_Task_
Search the data for the string "bubbles" and copy each line where it turns up.

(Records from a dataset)
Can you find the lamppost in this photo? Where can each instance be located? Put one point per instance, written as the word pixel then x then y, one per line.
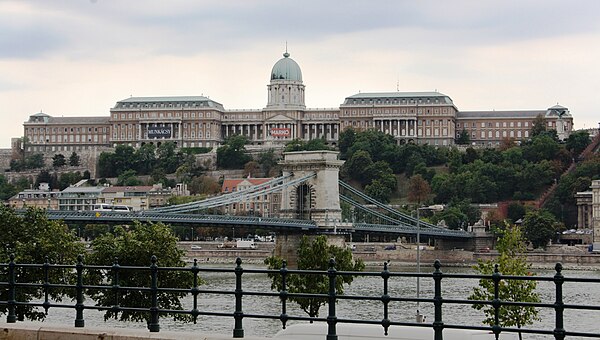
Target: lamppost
pixel 438 207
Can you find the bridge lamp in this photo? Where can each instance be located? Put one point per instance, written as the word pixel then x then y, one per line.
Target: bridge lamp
pixel 436 207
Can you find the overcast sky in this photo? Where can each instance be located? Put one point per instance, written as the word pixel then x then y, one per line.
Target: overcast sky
pixel 79 57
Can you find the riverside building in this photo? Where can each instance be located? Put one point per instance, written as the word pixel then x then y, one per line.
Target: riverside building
pixel 198 121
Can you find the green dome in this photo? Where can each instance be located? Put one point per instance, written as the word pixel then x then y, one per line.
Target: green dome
pixel 286 69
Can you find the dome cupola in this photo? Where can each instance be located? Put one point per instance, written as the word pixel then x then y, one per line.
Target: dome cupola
pixel 286 69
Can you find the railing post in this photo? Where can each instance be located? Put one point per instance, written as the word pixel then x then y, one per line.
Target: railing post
pixel 385 298
pixel 195 290
pixel 46 303
pixel 238 315
pixel 12 315
pixel 115 286
pixel 331 318
pixel 496 302
pixel 153 325
pixel 79 322
pixel 559 279
pixel 283 294
pixel 438 323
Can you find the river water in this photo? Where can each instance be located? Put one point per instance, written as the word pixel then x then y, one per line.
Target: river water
pixel 574 293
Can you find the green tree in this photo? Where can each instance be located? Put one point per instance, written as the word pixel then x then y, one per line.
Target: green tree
pixel 540 226
pixel 315 254
pixel 317 144
pixel 233 154
pixel 268 163
pixel 32 238
pixel 128 178
pixel 74 159
pixel 463 138
pixel 7 190
pixel 135 247
pixel 515 211
pixel 418 189
pixel 538 126
pixel 35 161
pixel 357 164
pixel 168 158
pixel 146 158
pixel 378 191
pixel 577 142
pixel 59 160
pixel 510 262
pixel 345 141
pixel 68 178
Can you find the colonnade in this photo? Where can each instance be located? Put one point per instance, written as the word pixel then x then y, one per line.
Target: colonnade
pixel 329 131
pixel 397 127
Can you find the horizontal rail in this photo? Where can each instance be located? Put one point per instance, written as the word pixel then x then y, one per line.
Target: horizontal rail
pixel 11 274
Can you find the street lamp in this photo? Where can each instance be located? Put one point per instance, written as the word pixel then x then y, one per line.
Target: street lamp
pixel 437 207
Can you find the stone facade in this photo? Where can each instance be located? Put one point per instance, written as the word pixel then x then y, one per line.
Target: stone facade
pixel 317 198
pixel 198 121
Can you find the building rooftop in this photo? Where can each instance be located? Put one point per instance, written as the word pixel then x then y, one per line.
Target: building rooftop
pixel 373 96
pixel 229 184
pixel 137 188
pixel 174 101
pixel 525 114
pixel 47 119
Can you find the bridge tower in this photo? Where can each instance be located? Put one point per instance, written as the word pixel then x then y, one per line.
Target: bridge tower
pixel 318 198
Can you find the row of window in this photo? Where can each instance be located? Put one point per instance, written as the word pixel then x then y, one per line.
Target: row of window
pixel 497 124
pixel 496 134
pixel 177 104
pixel 392 111
pixel 395 101
pixel 42 130
pixel 68 138
pixel 138 115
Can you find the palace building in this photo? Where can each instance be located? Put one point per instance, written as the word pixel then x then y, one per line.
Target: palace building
pixel 197 121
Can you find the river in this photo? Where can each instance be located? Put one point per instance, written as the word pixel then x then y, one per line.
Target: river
pixel 574 293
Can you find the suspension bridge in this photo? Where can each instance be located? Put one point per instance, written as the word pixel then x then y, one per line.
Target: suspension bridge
pixel 310 203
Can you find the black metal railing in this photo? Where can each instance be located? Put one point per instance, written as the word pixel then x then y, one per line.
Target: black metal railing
pixel 10 285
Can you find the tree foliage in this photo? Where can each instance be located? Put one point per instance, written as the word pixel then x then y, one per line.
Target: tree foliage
pixel 540 226
pixel 511 261
pixel 577 142
pixel 463 138
pixel 315 254
pixel 146 160
pixel 135 247
pixel 232 155
pixel 74 159
pixel 302 145
pixel 418 189
pixel 7 189
pixel 32 238
pixel 58 160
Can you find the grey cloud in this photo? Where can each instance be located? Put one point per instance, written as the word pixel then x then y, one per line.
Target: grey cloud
pixel 28 42
pixel 186 27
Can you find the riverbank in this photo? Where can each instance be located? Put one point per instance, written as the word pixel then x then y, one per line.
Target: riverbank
pixel 375 254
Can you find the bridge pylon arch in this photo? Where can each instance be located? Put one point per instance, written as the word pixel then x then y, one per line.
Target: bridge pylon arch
pixel 317 198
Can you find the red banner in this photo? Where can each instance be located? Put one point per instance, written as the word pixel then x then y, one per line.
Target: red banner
pixel 280 132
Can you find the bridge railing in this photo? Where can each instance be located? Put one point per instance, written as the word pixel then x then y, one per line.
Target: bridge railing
pixel 11 285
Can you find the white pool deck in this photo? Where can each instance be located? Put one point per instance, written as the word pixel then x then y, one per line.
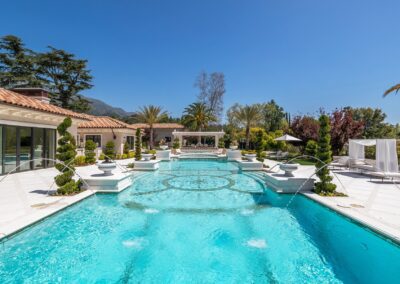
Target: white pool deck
pixel 24 199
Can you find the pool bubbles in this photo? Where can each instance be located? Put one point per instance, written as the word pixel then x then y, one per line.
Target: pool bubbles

_Output_
Can you find the pool bubbles in this photo? Where can each instance be located? Put one point per instance, written as the word pixel then x then y, one per line.
Target: pool bubbles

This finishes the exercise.